Please report every line in the listing below that contains the word "truck".

■ PROVIDED INFORMATION:

• • • •

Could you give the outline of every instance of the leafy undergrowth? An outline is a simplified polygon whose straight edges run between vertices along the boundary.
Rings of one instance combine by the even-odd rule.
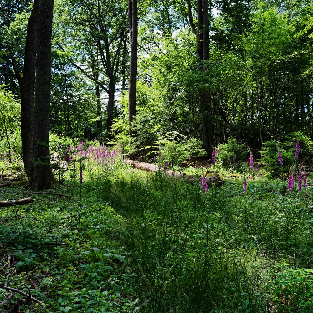
[[[64,197],[35,193],[32,203],[2,208],[0,259],[4,265],[10,255],[14,262],[12,272],[0,268],[0,285],[6,282],[28,294],[30,288],[47,311],[129,312],[136,293],[127,265],[129,254],[121,245],[124,221],[95,197],[92,184],[85,184],[80,203],[79,190],[77,184],[68,185],[49,191]],[[18,198],[27,193],[8,187],[0,198]],[[0,295],[0,302],[9,294]],[[10,308],[18,298],[16,295],[4,307]],[[45,311],[33,304],[32,309],[24,309]]]
[[[244,195],[242,176],[223,173],[205,193],[201,182],[123,168],[84,178],[81,202],[68,182],[49,191],[64,197],[3,208],[0,256],[13,256],[16,274],[0,279],[30,288],[49,311],[313,311],[311,186],[287,192],[247,176]],[[8,187],[0,198],[27,194]],[[25,310],[44,310],[36,304]]]

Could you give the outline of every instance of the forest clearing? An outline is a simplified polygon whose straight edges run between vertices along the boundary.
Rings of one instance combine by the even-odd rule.
[[[0,313],[313,312],[312,0],[0,0]]]

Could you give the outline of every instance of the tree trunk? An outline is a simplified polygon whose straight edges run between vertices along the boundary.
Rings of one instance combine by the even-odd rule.
[[[36,70],[36,45],[39,0],[34,0],[27,24],[24,69],[21,76],[10,50],[13,69],[21,92],[21,133],[24,170],[28,176],[32,171],[33,157],[34,87]]]
[[[129,124],[129,136],[135,136],[131,129],[132,122],[136,114],[136,94],[137,90],[137,67],[138,57],[137,42],[138,36],[138,18],[137,0],[128,0],[128,18],[131,42],[131,59],[129,65],[129,81],[128,89]]]
[[[115,94],[115,83],[113,79],[110,80],[109,84],[109,100],[108,101],[108,138],[110,140],[112,139],[111,135],[111,126],[113,123],[113,107],[114,104],[114,96]]]
[[[101,113],[101,99],[100,98],[100,87],[99,85],[96,85],[96,96],[97,97],[97,129],[98,133],[101,133],[102,129],[102,114]]]
[[[210,59],[208,0],[198,0],[197,9],[198,69],[205,72],[209,69],[208,62]],[[211,90],[202,88],[200,93],[202,144],[203,148],[210,156],[212,153],[212,146],[214,145]]]
[[[35,163],[31,183],[32,188],[38,189],[50,188],[55,182],[50,166],[49,140],[53,13],[53,0],[41,0],[35,96]]]
[[[125,90],[126,88],[126,36],[124,39],[123,46],[123,59],[122,60],[122,92]]]
[[[11,146],[10,144],[10,141],[9,141],[9,137],[8,136],[8,130],[7,129],[7,125],[5,123],[5,115],[4,113],[3,113],[3,123],[4,126],[4,131],[5,132],[5,137],[7,138],[7,142],[8,142],[8,145],[9,147],[9,150],[11,151]]]

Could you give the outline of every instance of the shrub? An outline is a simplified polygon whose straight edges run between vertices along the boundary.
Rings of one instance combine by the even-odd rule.
[[[221,153],[218,155],[217,158],[219,159],[225,166],[229,165],[230,160],[233,163],[234,161],[233,156],[236,161],[242,160],[248,155],[248,150],[245,148],[244,145],[244,143],[238,143],[234,138],[228,138],[226,143],[219,145]],[[218,147],[217,150],[218,150]]]
[[[260,152],[262,158],[261,164],[265,164],[264,168],[270,172],[273,177],[279,177],[283,173],[287,173],[295,159],[295,152],[286,150],[285,145],[275,139],[268,140],[264,143],[263,150]],[[279,149],[283,159],[280,165],[278,160],[278,151]]]
[[[286,151],[290,151],[294,156],[295,152],[295,145],[297,139],[299,139],[300,145],[299,158],[306,158],[307,160],[313,156],[313,142],[308,136],[305,135],[302,131],[291,133],[287,136],[287,140],[284,141],[283,146]]]
[[[187,140],[184,144],[183,148],[188,162],[197,158],[203,157],[207,154],[205,150],[202,148],[201,140],[198,138],[191,138]]]

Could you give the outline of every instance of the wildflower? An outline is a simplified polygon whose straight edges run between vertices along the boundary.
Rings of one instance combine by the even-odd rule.
[[[298,138],[297,139],[297,144],[295,145],[295,156],[296,160],[298,160],[298,157],[299,156],[299,148],[300,147],[299,139]]]
[[[81,165],[79,167],[79,181],[80,184],[83,183],[83,169]]]
[[[281,165],[283,165],[283,159],[280,154],[280,151],[279,149],[278,149],[278,160],[279,160],[279,163]]]
[[[293,174],[291,172],[289,174],[289,177],[288,179],[288,182],[287,183],[287,189],[288,190],[291,190],[293,188],[295,185],[295,177],[293,176]]]
[[[302,173],[301,171],[299,171],[298,176],[298,188],[299,191],[301,191],[302,189]]]
[[[251,152],[250,152],[250,168],[252,170],[253,169],[253,157]]]
[[[216,162],[216,159],[215,158],[215,152],[213,150],[212,152],[212,163],[214,164]]]
[[[304,170],[304,175],[303,175],[303,189],[305,189],[306,186],[306,173],[305,170]]]
[[[205,180],[205,179],[204,178],[204,175],[202,175],[202,190],[203,191],[205,192],[205,193],[206,193],[208,192],[208,190],[209,188],[208,187],[208,184],[207,183],[207,181]]]

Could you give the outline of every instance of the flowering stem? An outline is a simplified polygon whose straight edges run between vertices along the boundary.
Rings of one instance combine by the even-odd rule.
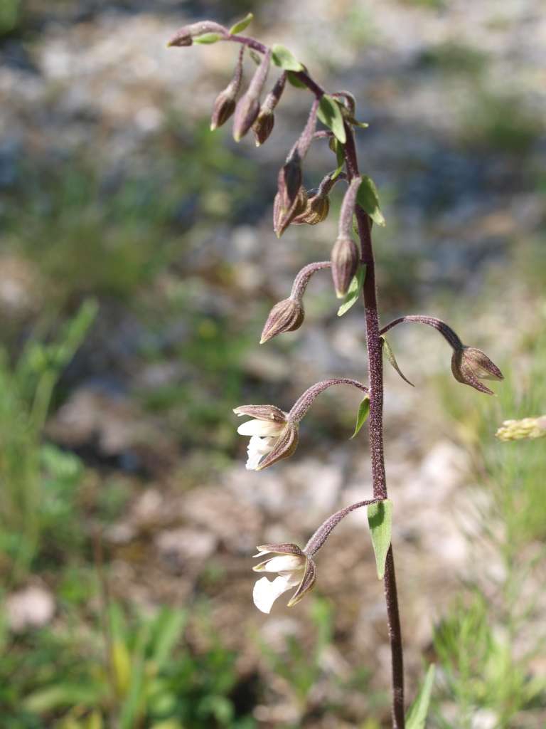
[[[312,385],[303,394],[300,395],[288,413],[288,421],[291,423],[299,423],[313,404],[317,395],[320,395],[321,392],[323,392],[328,387],[331,387],[332,385],[352,385],[353,387],[361,390],[366,395],[369,392],[365,385],[363,385],[358,380],[353,380],[349,377],[333,377],[329,380],[323,380],[322,382]]]
[[[304,552],[309,555],[309,557],[312,557],[313,555],[318,552],[324,542],[328,538],[331,531],[337,526],[341,519],[344,519],[347,514],[350,514],[351,512],[355,511],[355,509],[361,509],[363,506],[369,506],[371,504],[375,504],[379,500],[379,499],[368,499],[366,501],[357,502],[356,504],[351,504],[350,506],[346,506],[344,509],[340,509],[339,511],[336,511],[335,514],[332,514],[331,516],[329,516],[328,519],[326,519],[324,523],[319,526],[312,537],[309,539],[309,542],[304,548]]]
[[[248,38],[245,36],[229,36],[227,38],[223,39],[223,40],[242,43],[261,53],[264,53],[266,51],[266,47],[263,44],[259,43],[253,38]],[[295,73],[295,75],[298,80],[305,84],[312,93],[314,94],[317,99],[320,99],[325,93],[324,89],[305,71],[297,71]],[[313,131],[314,130],[313,130]],[[358,160],[352,128],[347,122],[345,123],[345,132],[347,142],[344,145],[344,156],[347,178],[350,183],[354,178],[360,176],[360,172],[358,170]],[[366,265],[363,295],[371,390],[369,432],[373,498],[383,500],[387,498],[383,451],[383,354],[379,332],[379,316],[377,309],[375,262],[371,233],[371,221],[369,217],[358,205],[355,206],[355,213],[356,214],[358,234],[360,239],[362,261]],[[347,382],[347,381],[330,381],[331,384],[341,383],[341,382]],[[354,381],[348,382],[347,383],[355,384]],[[327,385],[325,386],[330,386]],[[325,387],[323,389],[325,389]],[[293,416],[295,414],[296,406],[298,406],[297,408],[298,415],[300,410],[304,410],[306,412],[307,408],[311,405],[317,394],[317,392],[314,392],[312,397],[309,397],[309,391],[304,393],[296,405],[294,405],[294,408],[292,408],[290,416]],[[303,402],[303,399],[306,396],[306,400]],[[395,562],[392,545],[389,547],[387,554],[384,585],[392,661],[392,729],[405,729],[402,631],[400,623],[400,611],[398,609]]]
[[[352,129],[347,123],[345,124],[345,132],[347,134],[345,162],[347,175],[350,180],[358,177],[360,173],[355,137]],[[375,262],[371,241],[370,218],[358,205],[356,206],[355,211],[362,246],[363,262],[366,265],[363,294],[371,391],[369,432],[373,496],[376,499],[383,499],[387,498],[383,452],[383,354],[379,335]],[[405,720],[404,718],[402,631],[400,623],[400,610],[398,609],[395,561],[392,545],[389,547],[387,555],[384,585],[392,660],[392,728],[393,729],[404,729]]]

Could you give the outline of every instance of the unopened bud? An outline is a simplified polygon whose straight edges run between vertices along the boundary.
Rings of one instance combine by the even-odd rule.
[[[274,114],[272,112],[268,109],[262,109],[260,111],[258,117],[256,117],[256,122],[252,126],[252,130],[254,132],[254,139],[256,139],[256,147],[259,147],[263,144],[264,142],[267,139],[271,133],[273,131],[273,127],[275,123]]]
[[[294,332],[304,322],[305,312],[301,301],[296,299],[284,299],[275,304],[269,312],[261,332],[260,344],[285,332]]]
[[[281,205],[288,210],[301,189],[301,164],[297,149],[293,150],[288,159],[279,171],[277,189]],[[303,211],[301,211],[303,212]]]
[[[176,46],[191,45],[194,38],[204,36],[207,33],[218,33],[221,36],[226,36],[228,31],[223,26],[212,20],[201,20],[199,23],[192,23],[189,26],[183,26],[179,28],[167,44],[169,47]]]
[[[271,50],[268,50],[261,63],[254,72],[246,93],[237,105],[233,122],[233,138],[240,141],[256,120],[260,111],[260,94],[267,78],[271,61]]]
[[[221,127],[235,111],[235,95],[229,87],[221,91],[214,102],[210,117],[210,131]]]
[[[332,278],[339,299],[342,299],[347,294],[359,262],[358,249],[352,238],[338,238],[332,249],[331,262]]]
[[[314,194],[312,194],[314,193]],[[292,221],[293,225],[316,225],[321,223],[330,211],[330,200],[327,195],[319,195],[317,190],[310,190],[307,193],[309,200],[307,207],[301,215],[298,215]]]
[[[263,144],[273,131],[275,117],[273,114],[286,85],[286,71],[281,74],[273,88],[266,96],[260,108],[256,122],[252,128],[254,132],[256,147]]]
[[[213,115],[210,119],[210,131],[221,127],[223,124],[229,119],[235,111],[235,100],[239,90],[241,87],[241,79],[242,79],[242,57],[245,52],[245,46],[241,46],[239,52],[235,70],[233,78],[228,85],[216,97],[216,101],[213,106]]]
[[[476,347],[457,347],[451,357],[451,371],[458,382],[488,395],[494,393],[480,380],[503,380],[502,373],[488,356]]]
[[[280,238],[294,218],[305,211],[307,206],[307,193],[300,187],[296,199],[287,208],[282,206],[279,192],[273,202],[273,230],[277,238]]]

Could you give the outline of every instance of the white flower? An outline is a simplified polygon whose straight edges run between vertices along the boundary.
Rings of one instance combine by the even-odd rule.
[[[247,469],[258,471],[288,458],[298,445],[298,428],[287,414],[274,405],[242,405],[234,410],[252,416],[237,428],[240,435],[250,435]]]
[[[262,612],[269,613],[275,600],[292,588],[297,588],[288,607],[299,602],[314,584],[316,568],[312,559],[304,554],[296,545],[264,545],[258,547],[255,557],[275,554],[253,567],[258,572],[277,572],[278,577],[272,582],[261,577],[254,585],[254,604]]]

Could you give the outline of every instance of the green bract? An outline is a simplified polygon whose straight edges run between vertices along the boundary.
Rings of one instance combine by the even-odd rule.
[[[379,196],[377,188],[371,177],[362,176],[362,182],[357,195],[357,202],[363,210],[365,211],[374,223],[384,225],[385,219],[379,209]]]
[[[304,66],[298,61],[292,51],[279,43],[271,49],[271,57],[275,66],[284,69],[285,71],[303,71]]]
[[[368,507],[368,523],[376,555],[377,577],[379,580],[382,580],[385,576],[387,553],[390,547],[392,502],[385,499],[384,501],[371,504]]]
[[[317,116],[323,124],[332,130],[336,139],[344,144],[347,141],[345,126],[338,102],[328,94],[323,94],[320,97]]]
[[[232,36],[237,35],[237,33],[240,33],[244,31],[245,28],[248,28],[252,23],[254,17],[253,13],[249,12],[245,17],[241,20],[238,20],[234,25],[232,26],[229,28],[229,34]]]

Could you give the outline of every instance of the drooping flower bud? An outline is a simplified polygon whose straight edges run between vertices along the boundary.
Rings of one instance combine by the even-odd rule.
[[[273,127],[275,123],[275,117],[273,112],[280,101],[285,84],[286,71],[280,75],[277,83],[266,96],[264,103],[260,107],[260,112],[252,127],[256,147],[260,147],[261,144],[263,144],[273,131]]]
[[[295,332],[304,323],[304,305],[301,300],[288,298],[280,301],[269,312],[261,332],[260,344],[264,344],[277,334]]]
[[[321,223],[330,211],[330,199],[328,195],[320,195],[317,190],[307,192],[307,207],[292,221],[293,225],[316,225]]]
[[[504,380],[502,373],[488,356],[476,347],[460,346],[454,349],[451,372],[458,382],[494,395],[494,392],[480,380]]]
[[[245,46],[241,46],[239,52],[233,78],[228,85],[216,97],[213,106],[213,115],[210,119],[210,131],[221,127],[223,124],[229,119],[235,111],[235,101],[241,87],[241,79],[242,79],[242,57],[245,52]]]
[[[279,171],[277,190],[283,212],[292,206],[301,189],[301,160],[297,149],[293,149]]]
[[[273,230],[280,238],[292,221],[305,211],[307,206],[307,193],[300,187],[295,200],[288,208],[283,208],[280,193],[277,192],[273,201]]]
[[[229,35],[227,28],[224,28],[223,26],[212,20],[200,20],[199,23],[192,23],[189,26],[183,26],[179,28],[167,45],[169,47],[189,46],[194,42],[194,38],[198,38],[207,33],[217,33],[220,36],[226,36]]]
[[[353,239],[338,238],[332,249],[331,264],[333,285],[339,299],[342,299],[347,294],[359,262],[358,249]]]
[[[260,94],[267,78],[271,61],[271,50],[264,54],[261,63],[256,69],[246,93],[237,105],[233,122],[233,139],[240,141],[256,120],[260,111]]]

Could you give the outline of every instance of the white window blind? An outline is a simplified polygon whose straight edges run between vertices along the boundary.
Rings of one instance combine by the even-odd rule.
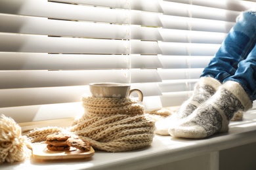
[[[242,10],[239,0],[1,0],[0,114],[75,116],[91,82],[131,83],[177,106]],[[136,97],[136,96],[135,96]]]

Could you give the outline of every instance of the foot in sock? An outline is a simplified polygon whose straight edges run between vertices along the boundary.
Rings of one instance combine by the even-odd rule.
[[[169,125],[190,114],[200,104],[211,97],[220,85],[221,83],[213,78],[200,78],[195,85],[192,96],[181,105],[179,110],[173,115],[156,123],[155,133],[161,135],[169,135]]]
[[[173,137],[201,139],[228,131],[228,124],[238,110],[246,111],[252,102],[238,82],[228,81],[186,118],[169,128]]]

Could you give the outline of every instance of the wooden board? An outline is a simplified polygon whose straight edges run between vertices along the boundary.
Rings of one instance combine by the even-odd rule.
[[[93,147],[88,152],[83,152],[79,149],[71,147],[68,151],[51,151],[47,148],[47,144],[35,144],[33,146],[32,156],[41,160],[62,160],[70,159],[84,159],[91,157],[95,154]]]

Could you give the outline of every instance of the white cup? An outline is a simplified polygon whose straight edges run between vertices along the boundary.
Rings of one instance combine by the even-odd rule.
[[[94,97],[127,98],[133,93],[137,93],[139,100],[142,101],[143,94],[139,89],[131,89],[128,84],[114,82],[91,83],[89,84]]]

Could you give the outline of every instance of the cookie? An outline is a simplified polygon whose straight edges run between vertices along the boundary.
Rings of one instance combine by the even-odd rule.
[[[53,146],[66,146],[68,145],[67,144],[67,141],[47,141],[45,142],[46,144],[49,144],[49,145],[53,145]]]
[[[69,150],[70,149],[70,146],[68,145],[53,146],[53,145],[48,144],[47,147],[48,150],[52,151],[65,151],[65,150]]]
[[[68,138],[70,137],[70,135],[65,134],[61,132],[57,132],[53,134],[47,135],[46,137],[47,141],[66,141]]]
[[[52,151],[66,151],[70,149],[67,144],[67,139],[70,138],[69,135],[58,132],[47,136],[45,143],[47,144],[47,148]]]
[[[91,150],[91,144],[88,141],[84,141],[77,137],[70,137],[67,140],[67,144],[70,146],[76,148],[84,152]]]

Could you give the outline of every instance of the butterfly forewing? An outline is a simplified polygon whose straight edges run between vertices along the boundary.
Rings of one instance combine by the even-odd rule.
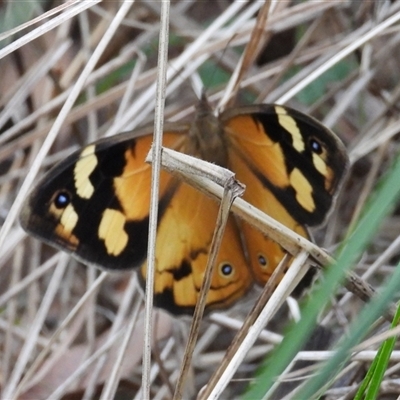
[[[312,117],[277,105],[232,109],[222,121],[230,151],[292,218],[302,225],[321,224],[347,166],[339,139]],[[261,196],[255,191],[251,195]]]
[[[166,133],[179,148],[182,135]],[[102,140],[50,170],[27,199],[22,226],[82,261],[110,269],[140,266],[147,255],[150,135]],[[162,172],[160,215],[173,195]]]
[[[166,125],[163,145],[230,168],[246,185],[245,200],[308,237],[306,225],[324,220],[344,175],[342,143],[311,117],[286,107],[240,107],[217,118],[204,101],[191,128]],[[151,129],[144,128],[71,155],[30,194],[22,226],[85,263],[141,267],[144,284],[151,180],[144,160],[151,143]],[[159,307],[192,313],[217,212],[214,200],[161,172],[155,276]],[[207,308],[232,304],[254,279],[267,282],[284,254],[278,243],[230,217]]]

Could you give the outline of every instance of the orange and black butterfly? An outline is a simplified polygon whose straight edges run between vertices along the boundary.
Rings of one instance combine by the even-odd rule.
[[[24,229],[106,269],[139,268],[146,279],[152,127],[99,140],[50,170],[25,202]],[[192,124],[166,124],[163,145],[217,163],[246,185],[244,199],[296,233],[323,222],[342,181],[341,141],[315,119],[259,104],[215,117],[203,101]],[[218,204],[161,172],[155,304],[191,313],[201,287]],[[264,284],[282,247],[233,216],[228,221],[207,307],[225,307]]]

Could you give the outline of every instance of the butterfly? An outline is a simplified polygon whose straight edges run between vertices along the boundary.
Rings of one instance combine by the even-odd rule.
[[[151,166],[144,162],[152,126],[99,140],[51,169],[22,208],[22,227],[82,262],[139,270],[146,279]],[[206,100],[191,124],[165,124],[163,146],[227,167],[246,185],[244,200],[309,238],[321,224],[348,164],[343,143],[314,118],[275,104],[227,109]],[[192,313],[204,275],[218,204],[162,171],[154,303]],[[284,249],[229,217],[207,309],[265,284]]]

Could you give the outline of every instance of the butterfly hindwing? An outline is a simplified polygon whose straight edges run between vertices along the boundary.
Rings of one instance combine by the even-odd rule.
[[[203,101],[192,125],[166,124],[163,145],[222,164],[246,185],[244,199],[299,235],[320,224],[347,156],[336,136],[287,107],[255,105],[215,117]],[[151,129],[95,142],[50,170],[29,195],[22,226],[87,264],[140,268],[146,281]],[[155,304],[192,313],[202,285],[218,204],[161,172]],[[226,307],[253,281],[264,284],[284,249],[233,216],[217,256],[207,309]]]
[[[191,313],[203,281],[218,204],[181,183],[160,221],[156,245],[155,304],[174,313]],[[145,278],[146,264],[142,267]],[[207,307],[230,305],[251,283],[240,235],[231,217],[225,229]]]

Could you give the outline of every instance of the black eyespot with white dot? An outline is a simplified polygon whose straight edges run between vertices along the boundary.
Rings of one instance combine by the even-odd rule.
[[[315,154],[320,155],[324,151],[324,148],[323,148],[321,142],[318,139],[316,139],[315,137],[310,137],[308,139],[308,145],[309,145],[310,150]]]
[[[229,263],[223,263],[220,265],[219,270],[224,277],[231,276],[233,274],[233,267]]]
[[[63,210],[71,203],[71,195],[66,190],[60,190],[54,196],[53,204],[58,210]]]

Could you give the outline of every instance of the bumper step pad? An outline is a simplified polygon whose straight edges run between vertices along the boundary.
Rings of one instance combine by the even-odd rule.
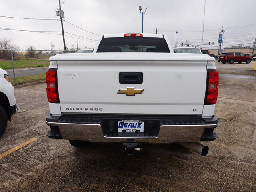
[[[62,139],[60,131],[57,129],[48,130],[46,132],[46,135],[52,139]]]

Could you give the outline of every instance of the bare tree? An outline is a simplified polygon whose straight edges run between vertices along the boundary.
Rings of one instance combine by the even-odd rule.
[[[12,40],[10,39],[7,38],[0,38],[0,59],[12,59],[12,56],[10,49],[16,49],[16,48],[12,44]],[[12,52],[14,57],[16,55],[16,51]]]

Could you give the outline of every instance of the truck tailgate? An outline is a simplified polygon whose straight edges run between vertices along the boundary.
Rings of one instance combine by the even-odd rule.
[[[62,113],[198,114],[203,111],[207,61],[59,60]],[[120,72],[142,72],[143,82],[120,84]],[[142,94],[117,94],[134,88]]]

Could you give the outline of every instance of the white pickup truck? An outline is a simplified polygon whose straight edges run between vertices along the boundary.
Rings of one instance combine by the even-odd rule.
[[[177,142],[207,154],[198,142],[217,137],[214,58],[174,53],[160,34],[104,35],[94,50],[50,58],[47,136],[76,147],[120,142],[128,154]]]

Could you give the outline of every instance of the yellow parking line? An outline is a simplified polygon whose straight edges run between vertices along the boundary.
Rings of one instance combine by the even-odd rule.
[[[24,147],[25,145],[27,145],[28,144],[29,144],[30,143],[33,142],[34,141],[35,141],[37,139],[37,138],[33,138],[30,140],[28,140],[26,142],[24,142],[23,143],[20,144],[20,145],[18,145],[16,147],[14,147],[14,148],[12,148],[11,149],[6,151],[6,152],[4,152],[4,153],[2,153],[2,154],[0,154],[0,159],[2,157],[4,157],[4,156],[7,155],[8,154],[10,154],[10,153],[12,153],[12,152],[15,151],[16,150],[19,149],[20,148],[21,148],[22,147]]]

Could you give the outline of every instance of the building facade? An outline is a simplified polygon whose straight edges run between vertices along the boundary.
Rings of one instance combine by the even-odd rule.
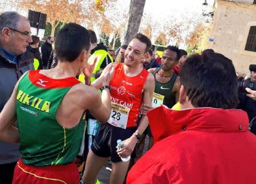
[[[208,47],[233,61],[236,71],[256,64],[256,1],[217,1]]]

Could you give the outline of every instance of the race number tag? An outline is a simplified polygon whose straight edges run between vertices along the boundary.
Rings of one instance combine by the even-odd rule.
[[[113,126],[126,129],[130,108],[111,102],[111,113],[107,121]]]
[[[164,98],[164,95],[154,93],[153,94],[152,106],[157,107],[162,105]]]

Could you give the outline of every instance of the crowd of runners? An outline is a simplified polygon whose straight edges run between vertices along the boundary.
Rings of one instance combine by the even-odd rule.
[[[256,65],[240,82],[212,50],[157,61],[142,34],[115,53],[69,23],[36,70],[28,20],[0,31],[1,184],[94,184],[106,162],[111,184],[256,183]]]

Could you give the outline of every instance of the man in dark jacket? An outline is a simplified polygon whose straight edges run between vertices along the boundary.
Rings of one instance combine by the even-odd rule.
[[[32,42],[29,22],[14,11],[0,15],[0,112],[10,98],[15,85],[25,71],[33,70],[33,61],[21,55]],[[0,141],[0,183],[11,183],[20,157],[18,144]]]
[[[41,47],[41,53],[42,54],[42,66],[44,69],[46,69],[50,58],[51,53],[52,51],[52,43],[54,42],[54,38],[49,36],[45,42]]]
[[[149,52],[142,60],[143,67],[146,70],[152,68],[158,68],[161,67],[160,65],[157,62],[156,58],[153,58],[153,52],[151,50],[149,50]]]
[[[256,83],[256,65],[250,65],[249,66],[251,77],[241,82],[248,83],[249,81]],[[256,117],[256,101],[249,98],[245,93],[239,92],[238,95],[239,99],[239,104],[238,109],[241,109],[245,111],[248,115],[249,121],[251,121],[253,118]]]

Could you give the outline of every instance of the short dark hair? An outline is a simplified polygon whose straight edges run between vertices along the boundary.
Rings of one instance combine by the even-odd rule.
[[[196,107],[235,108],[238,91],[235,67],[219,53],[189,57],[180,71],[181,84]]]
[[[63,62],[72,62],[83,50],[90,48],[90,37],[88,30],[75,23],[69,23],[60,29],[55,41],[57,57]]]
[[[141,42],[144,43],[146,44],[146,49],[145,49],[145,53],[148,53],[149,48],[151,46],[151,41],[147,36],[141,34],[141,33],[136,33],[134,36],[133,39],[138,39]]]
[[[170,50],[176,53],[176,54],[177,54],[177,58],[176,58],[176,59],[177,59],[177,61],[179,61],[179,59],[180,59],[180,49],[179,49],[179,48],[177,47],[176,47],[175,46],[169,45],[169,46],[167,46],[167,47],[165,48],[165,49],[164,50],[167,50],[167,49]]]
[[[96,36],[95,32],[92,30],[88,30],[90,35],[91,36],[91,43],[97,43],[97,37]]]
[[[52,36],[48,36],[48,37],[47,37],[47,39],[46,39],[46,40],[50,40],[51,39],[51,38],[52,38]]]
[[[128,46],[127,45],[123,45],[120,48],[126,50],[127,47]]]
[[[152,56],[152,55],[153,55],[152,50],[151,50],[151,49],[149,50],[149,55],[150,55],[150,56]]]
[[[107,51],[115,52],[115,50],[114,49],[110,49],[110,48],[109,48],[109,49],[108,48],[107,49]]]
[[[35,36],[35,35],[32,35],[31,38],[32,38],[32,42],[29,44],[30,45],[37,43],[38,42],[39,42],[40,41],[39,37]]]
[[[183,57],[183,55],[188,55],[188,53],[183,49],[180,49],[180,57]]]
[[[18,29],[20,26],[21,15],[16,11],[6,11],[0,15],[0,32],[3,28],[9,27]]]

• • • •

■ TASK RESULT:
Could you give the outline of every instance of the truck tailgate? An outline is a simplified polygon whose straight edges run between vertices along the boundary.
Could you give the outline of every instance of the white pickup truck? An outline is a simplified polygon whose straight edges run between vertices along the boundary.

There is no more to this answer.